PROBLEM A: According to the article on World Cup 2026 betting, how many matches will the expanded schedule have?

World Cup 2026 Betting and Prediction Markets: Why This Is the Biggest Wagering Event Ever
The 2026 World Cup is on track to be the single biggest betting and prediction-market event the world has ever seen, with analysts at Macquarie projecting more than $50 billion in global wagers across sportsbooks and prediction markets combined. That is the headline. The rest of this is about what it means for you and how a disciplined reader plays it without lighting money on fire over six weeks of nonstop soccer.
This is the first World Cup hosted across the United States, Canada, and Mexico, and the first played with 48 teams. The scale is new. The temptation to overbet is new too. Let us walk through both.
Why is the 2026 World Cup the biggest betting event in history?
Three things stacked on top of each other at the same time.
First, the format expanded. FIFA grew the field from 32 teams to 48, which pushes the schedule from 64 matches to 104. Forty extra matches is roughly a 60 percent jump in betting opportunities, and Macquarie analyst Chad Beynon modeled the projection straightforwardly: about half a billion dollars wagered per match, multiplied across that bigger slate, lands you past $50 billion. For comparison, the 2022 World Cup in Qatar drew roughly $35 billion. This tournament is set to add about $15 billion on top of that.
Second, far more Americans can legally play this time. According to the American Gaming Association, about 65 percent of the US population now has legal access to sports betting, up from roughly 40 percent during the 2022 tournament. A World Cup on home soil, in friendly time zones, with two-thirds of the country able to bet legally, is a combination that simply did not exist four years ago.
Third, and this is the part The Edge cares most about, prediction markets are now full participants. Macquarie confirmed its wagering estimate includes activity on prediction-market platforms, not just traditional books. Kalshi and Polymarket are not a sideshow at this World Cup. They are part of the main event.
The expanded field does not just add matches. It adds noise. More games means more chances to be right, and more chances to talk yourself into a bet you would never have made on a quiet Tuesday.
What does the 48-team format actually change for bettors?
The structure is twelve groups of four. The top two from each group advance, plus the eight best third-placed teams, which creates a brand new round of 32 before the bracket looks familiar again. Every team still plays three group matches, so the early weeks are a firehose.
A few practical implications:
- More mismatches early. A 48-team field pulls in more nations that are there to compete for pride more than the trophy. That widens the gap between the strongest and weakest sides in group play, which moves lines to extremes. Big favorites get expensive. The value, when it exists, tends to hide in totals, spreads, and live markets rather than the moneyline.

DATASET EXCERPTS:
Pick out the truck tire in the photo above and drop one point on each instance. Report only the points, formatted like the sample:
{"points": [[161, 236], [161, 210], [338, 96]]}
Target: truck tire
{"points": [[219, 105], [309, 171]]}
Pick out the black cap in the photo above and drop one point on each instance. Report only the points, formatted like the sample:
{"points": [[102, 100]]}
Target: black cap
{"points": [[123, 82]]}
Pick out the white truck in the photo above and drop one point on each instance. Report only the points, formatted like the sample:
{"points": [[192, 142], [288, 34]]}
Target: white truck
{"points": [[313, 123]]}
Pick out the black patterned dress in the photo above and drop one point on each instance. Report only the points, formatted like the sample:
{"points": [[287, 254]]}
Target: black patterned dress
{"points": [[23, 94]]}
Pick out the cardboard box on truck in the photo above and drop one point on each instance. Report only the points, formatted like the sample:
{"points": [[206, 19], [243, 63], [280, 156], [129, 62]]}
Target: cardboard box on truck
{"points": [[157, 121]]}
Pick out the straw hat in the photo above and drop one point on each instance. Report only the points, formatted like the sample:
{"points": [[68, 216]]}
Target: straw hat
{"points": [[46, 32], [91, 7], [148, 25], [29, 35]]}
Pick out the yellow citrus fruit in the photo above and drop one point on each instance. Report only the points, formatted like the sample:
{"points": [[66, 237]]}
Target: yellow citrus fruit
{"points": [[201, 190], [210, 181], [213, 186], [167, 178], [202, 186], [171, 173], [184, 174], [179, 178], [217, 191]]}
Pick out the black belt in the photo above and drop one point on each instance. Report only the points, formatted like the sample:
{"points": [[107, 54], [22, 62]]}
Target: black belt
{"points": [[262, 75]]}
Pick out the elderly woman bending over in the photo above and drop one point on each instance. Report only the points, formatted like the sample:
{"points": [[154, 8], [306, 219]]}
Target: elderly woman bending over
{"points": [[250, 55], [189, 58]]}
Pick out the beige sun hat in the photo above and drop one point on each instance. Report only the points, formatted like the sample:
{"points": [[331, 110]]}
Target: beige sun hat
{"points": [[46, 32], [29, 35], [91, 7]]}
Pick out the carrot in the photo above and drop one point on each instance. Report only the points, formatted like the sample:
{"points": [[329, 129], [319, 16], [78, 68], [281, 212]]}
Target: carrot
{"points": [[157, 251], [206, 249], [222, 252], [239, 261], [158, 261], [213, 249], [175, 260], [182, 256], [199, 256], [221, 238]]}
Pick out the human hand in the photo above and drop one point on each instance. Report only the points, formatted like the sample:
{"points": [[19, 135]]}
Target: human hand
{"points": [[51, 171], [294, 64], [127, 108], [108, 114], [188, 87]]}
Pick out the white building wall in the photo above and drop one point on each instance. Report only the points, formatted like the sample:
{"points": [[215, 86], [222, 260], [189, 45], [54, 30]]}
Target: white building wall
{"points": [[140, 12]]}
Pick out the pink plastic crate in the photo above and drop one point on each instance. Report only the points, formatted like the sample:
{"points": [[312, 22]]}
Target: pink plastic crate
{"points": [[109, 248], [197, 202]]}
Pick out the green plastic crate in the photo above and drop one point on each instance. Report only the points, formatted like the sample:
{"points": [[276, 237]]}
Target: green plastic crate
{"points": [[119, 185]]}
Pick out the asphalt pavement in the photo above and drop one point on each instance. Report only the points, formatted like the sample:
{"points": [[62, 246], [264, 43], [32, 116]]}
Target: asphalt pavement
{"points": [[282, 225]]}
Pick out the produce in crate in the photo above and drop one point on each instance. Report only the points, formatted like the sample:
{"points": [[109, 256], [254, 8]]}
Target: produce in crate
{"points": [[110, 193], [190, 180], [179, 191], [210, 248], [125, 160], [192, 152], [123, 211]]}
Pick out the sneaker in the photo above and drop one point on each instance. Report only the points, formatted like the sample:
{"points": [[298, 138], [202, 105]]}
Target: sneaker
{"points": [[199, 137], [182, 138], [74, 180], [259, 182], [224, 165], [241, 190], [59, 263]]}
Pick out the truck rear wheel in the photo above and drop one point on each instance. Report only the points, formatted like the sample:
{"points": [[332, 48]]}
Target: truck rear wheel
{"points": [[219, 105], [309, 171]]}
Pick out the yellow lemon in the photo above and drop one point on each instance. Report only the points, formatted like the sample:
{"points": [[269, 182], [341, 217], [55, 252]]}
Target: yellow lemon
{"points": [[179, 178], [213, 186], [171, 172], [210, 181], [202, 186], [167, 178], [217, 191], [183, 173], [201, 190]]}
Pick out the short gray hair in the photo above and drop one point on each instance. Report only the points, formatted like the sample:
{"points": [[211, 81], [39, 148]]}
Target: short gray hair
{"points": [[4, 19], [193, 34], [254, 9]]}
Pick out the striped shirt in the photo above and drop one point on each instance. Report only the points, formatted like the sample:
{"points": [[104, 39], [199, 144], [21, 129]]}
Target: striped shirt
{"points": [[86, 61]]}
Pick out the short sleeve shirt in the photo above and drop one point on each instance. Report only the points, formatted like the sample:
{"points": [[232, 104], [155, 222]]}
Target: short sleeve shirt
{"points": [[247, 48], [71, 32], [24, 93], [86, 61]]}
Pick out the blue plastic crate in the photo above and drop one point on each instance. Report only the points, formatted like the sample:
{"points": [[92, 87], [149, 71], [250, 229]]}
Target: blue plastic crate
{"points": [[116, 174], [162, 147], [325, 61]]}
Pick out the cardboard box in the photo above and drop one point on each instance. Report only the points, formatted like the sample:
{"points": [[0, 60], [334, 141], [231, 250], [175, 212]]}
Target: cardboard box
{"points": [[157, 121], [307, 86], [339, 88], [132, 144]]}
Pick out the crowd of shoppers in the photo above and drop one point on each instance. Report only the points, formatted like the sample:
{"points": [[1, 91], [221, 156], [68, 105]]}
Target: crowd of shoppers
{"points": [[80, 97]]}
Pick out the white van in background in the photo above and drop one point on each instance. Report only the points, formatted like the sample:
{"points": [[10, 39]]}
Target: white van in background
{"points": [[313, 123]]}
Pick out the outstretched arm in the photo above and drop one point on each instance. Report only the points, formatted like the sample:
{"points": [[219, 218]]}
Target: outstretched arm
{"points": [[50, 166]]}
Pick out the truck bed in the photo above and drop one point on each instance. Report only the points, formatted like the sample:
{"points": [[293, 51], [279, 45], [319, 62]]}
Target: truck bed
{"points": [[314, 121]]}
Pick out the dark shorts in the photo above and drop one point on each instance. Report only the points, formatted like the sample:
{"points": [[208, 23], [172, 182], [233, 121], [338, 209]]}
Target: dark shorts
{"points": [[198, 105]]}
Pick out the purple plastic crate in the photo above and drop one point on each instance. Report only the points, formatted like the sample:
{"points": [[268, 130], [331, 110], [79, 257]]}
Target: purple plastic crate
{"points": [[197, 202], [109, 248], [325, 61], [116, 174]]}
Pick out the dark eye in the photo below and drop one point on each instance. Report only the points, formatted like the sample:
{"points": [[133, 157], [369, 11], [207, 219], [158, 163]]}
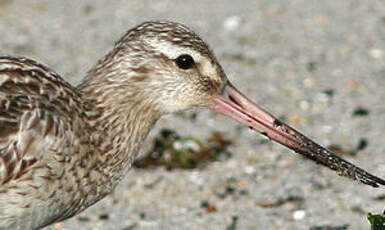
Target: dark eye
{"points": [[185, 61]]}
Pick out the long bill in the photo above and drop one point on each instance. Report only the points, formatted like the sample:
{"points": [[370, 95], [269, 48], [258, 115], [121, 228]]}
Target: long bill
{"points": [[237, 106]]}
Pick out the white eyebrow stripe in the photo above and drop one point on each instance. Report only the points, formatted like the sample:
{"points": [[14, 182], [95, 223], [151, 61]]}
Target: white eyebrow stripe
{"points": [[172, 51]]}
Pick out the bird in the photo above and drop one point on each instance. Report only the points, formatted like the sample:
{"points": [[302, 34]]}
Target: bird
{"points": [[63, 147]]}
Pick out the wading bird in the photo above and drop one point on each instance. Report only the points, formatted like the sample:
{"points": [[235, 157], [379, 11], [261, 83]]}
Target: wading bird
{"points": [[63, 148]]}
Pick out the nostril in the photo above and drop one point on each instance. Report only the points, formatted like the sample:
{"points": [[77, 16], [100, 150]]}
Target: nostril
{"points": [[233, 100]]}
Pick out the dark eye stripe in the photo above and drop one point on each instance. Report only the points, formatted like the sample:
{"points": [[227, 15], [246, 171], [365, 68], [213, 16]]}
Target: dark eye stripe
{"points": [[185, 61]]}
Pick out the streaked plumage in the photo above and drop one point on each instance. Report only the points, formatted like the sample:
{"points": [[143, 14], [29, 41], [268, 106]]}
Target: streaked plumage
{"points": [[63, 148]]}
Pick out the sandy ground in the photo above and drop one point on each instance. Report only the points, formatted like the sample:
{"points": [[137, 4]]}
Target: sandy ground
{"points": [[312, 62]]}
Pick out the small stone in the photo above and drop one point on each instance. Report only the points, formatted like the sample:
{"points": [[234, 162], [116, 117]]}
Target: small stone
{"points": [[232, 23], [299, 214]]}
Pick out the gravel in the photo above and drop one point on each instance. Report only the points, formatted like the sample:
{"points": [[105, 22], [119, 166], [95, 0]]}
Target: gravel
{"points": [[314, 63]]}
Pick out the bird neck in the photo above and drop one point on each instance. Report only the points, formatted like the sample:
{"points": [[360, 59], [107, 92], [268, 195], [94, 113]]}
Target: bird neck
{"points": [[120, 118]]}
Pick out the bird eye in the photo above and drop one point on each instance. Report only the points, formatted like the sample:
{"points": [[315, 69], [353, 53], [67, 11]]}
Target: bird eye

PROBLEM B: Gather every line of the entries above that contains the word "nostril", matching case exactly.

EXERCISE SOLUTION A: 104 matches.

EXERCISE SOLUTION B:
Pick out the nostril in the photo above and drop one point on each instance. Report only the points, formatted like the sample:
Target: nostril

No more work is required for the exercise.